> **GOAL**
Can you reproduce word for word everything in the forum thread below on DIRECTV2PC and Windows 7, from "When you launch" down to "the media player."?

# Windows 7 already includes DIRECTV2PC?



## Pauli

Hi all, longtime lurker, first time poster.

I recently installed Windows 7 Professional on my new PC and Windows Media Player displays "DIRECTV2PC Media Server" in the listing panel. I can see the list of recorded shows on my HR23, but when I try to play them it shows an error message saying "Windows Media Player cannot play the file. The Player might not support the file type or might not support the codec that was used to compress the file." What do I need to do to play these shows?

Thanks for any help.


----------



## bwaldron

Pauli said:


> What do I need to do to play these shows?


The DirecTV2PC software client is required.


----------



## MikeW

When you launch the DirecTV2PC software for the first time, it downloads the necessary codecs from DirecTV. Maybe you can install the software to get the codecs then view the programs through the media player.


----------



## veryoldschool

DirecTV2PC isn't a supported Codec with Windows 7.


----------



## xzi

What you are seeing is just the UPnP Discovery bubble telling you there is a DIRECTV DLNA device on your network that you can share Media Player with if you choose, that's all.


----------



## Pauli

Thanks guys -- I downloaded the client and installed. Unfortunately, my monitor is not HDCP-compliant, so I am unable to get it to work yet (no DVI-VGA adapter either).

> **PROVIDED MATERIAL**
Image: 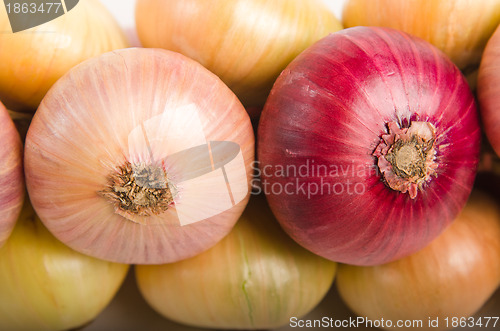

> **OUTPUT OF THE EXERCISE**
When you launch the DirecTV2PC software for the first time, it downloads the necessary codecs from DirecTV. Maybe you can install the software to get the codecs then view the programs through the media player.